» EXTRAIT:
*-*-*

Les tableaux 5 à 7 dans les pages 24 à 26 résument le comportement dans le caoutchouc des silices décrites dans le document (1). On a apprécié les propriétés rhéologiques, la résistance à la rupture, la dureté shore A, les modules 100 % et 300 %, l'allongement, la résistance à la déchirure et la dispersion.
2.2. Le document (1) ne contient aucune information concernant la prise d'huile (DPB) de la silice obtenue dans l'exemple 1 et des silices décrites dans les autres exemples, et ne donne aucune indication sur la résistance à l'abrasion des élastomères chargés de silice.
La requérante, cependant, a présenté une valeur mesurée de DBP de 275 ml/100g de silice obtenue dans ledit exemple. A la base de cette valeur, la silice de l'exemple 1 du document (1) présente pour une CTAB de 150 m2/g un rapport DBP/CTAB de 1,8. Cette silice ne rentre pas dans la définition de la silice de la revendication 1 qui exige un rapport de DBP/CTAB de 4 à 2,5 pour une surface CTAB de 150 m2/g.
2.3. L'intimée s'est bornée à avancer des affirmations sans preuve au lieu de présenter des informations techniques supplémentaires susceptibles de mettre en question la valeur mesurée de DBP. Or, en opposition c'est à l'opposant, en l'occurrence, à l'intimée qu'incombe la charge de la preuve. Dans ces circonstances, ses objections ne peuvent être retenues.
2.4. Aucun des autres documents cités dans le rapport de recherche européen ne décrit de silices de précipitation répondant aux caractéristiques précisées dans la revendication 1. L'objet de la revendication 1 selon la requête principale du brevet est donc nouveau au sens de l'article 54 CBE. Cette conclusion serait restée valable, si l'on avait admis l'interprétation de l'intimée, selon laquelle les intervalles de rapport DBP/CTAB et ceux des surfaces CTAB indiquées de la revendication décriraient, indépendamment l'un de l'autre, des ensembles de silices.

*-*-*

[Données tirées d'une collection]
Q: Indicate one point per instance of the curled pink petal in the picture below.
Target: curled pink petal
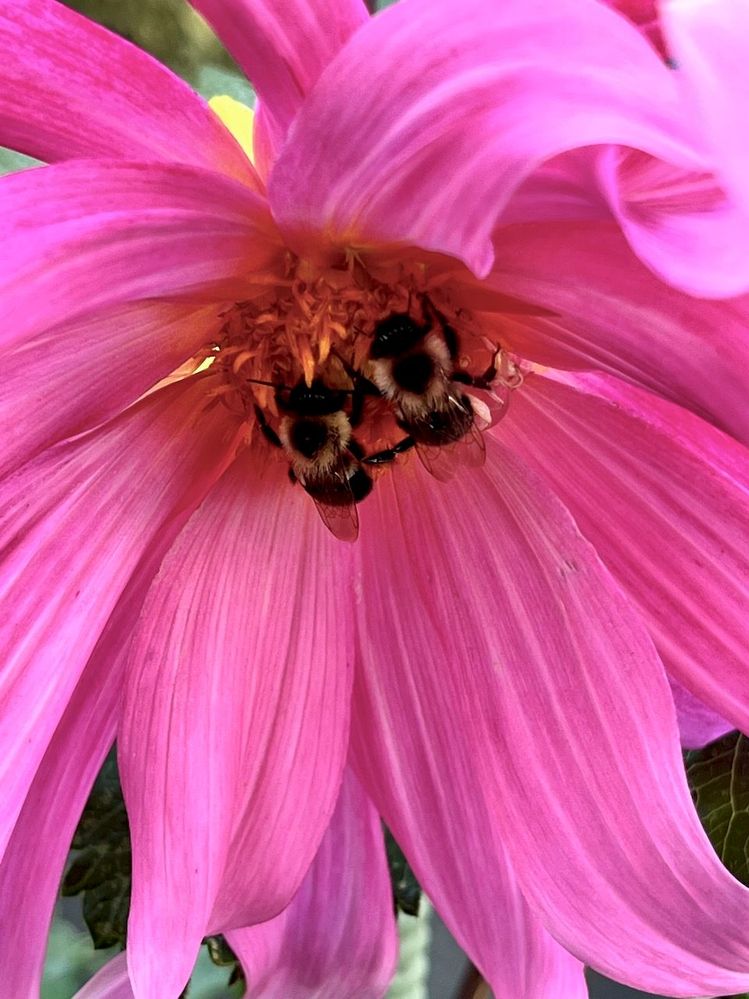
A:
(69, 550)
(81, 236)
(613, 315)
(698, 724)
(443, 131)
(416, 743)
(56, 102)
(110, 982)
(645, 481)
(283, 47)
(337, 936)
(710, 42)
(112, 358)
(238, 754)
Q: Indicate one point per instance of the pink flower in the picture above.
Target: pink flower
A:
(491, 658)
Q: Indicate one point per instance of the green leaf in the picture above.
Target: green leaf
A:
(719, 780)
(10, 162)
(100, 870)
(406, 889)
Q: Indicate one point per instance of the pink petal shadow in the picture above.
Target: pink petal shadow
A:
(337, 937)
(70, 548)
(235, 723)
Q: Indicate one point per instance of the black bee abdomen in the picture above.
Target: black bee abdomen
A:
(308, 437)
(394, 335)
(414, 372)
(314, 400)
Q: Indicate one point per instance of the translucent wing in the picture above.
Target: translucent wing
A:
(341, 520)
(335, 502)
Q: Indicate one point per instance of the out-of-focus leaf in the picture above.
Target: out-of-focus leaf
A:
(406, 890)
(101, 868)
(719, 780)
(214, 80)
(10, 161)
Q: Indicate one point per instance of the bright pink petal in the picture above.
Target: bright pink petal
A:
(520, 642)
(338, 936)
(698, 724)
(75, 523)
(283, 47)
(710, 42)
(664, 497)
(416, 742)
(110, 982)
(111, 357)
(235, 722)
(79, 237)
(614, 315)
(62, 782)
(452, 113)
(71, 89)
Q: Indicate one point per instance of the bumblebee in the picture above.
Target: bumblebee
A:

*-*-*

» TRAVAIL DEMANDÉ:
Répondez aux questions suivantes à l'aide de l'extrait.
(a) Quelle valeur de DBP la requérante a-t-elle présentée pour la silice obtenue dans l'exemple 1 ?
(b) En opposition, à qui revient la charge de la preuve ?
(c) Selon quel article de la CBE l'objet de la revendication 1 est-il jugé nouveau ?
Ces données viennent d'une autre source que l'extrait.

» RÉPONSE:
(a) 275 ml/100 g.
(b) À l'opposant, en l'occurrence l'intimée.
(c) L'article 54 CBE.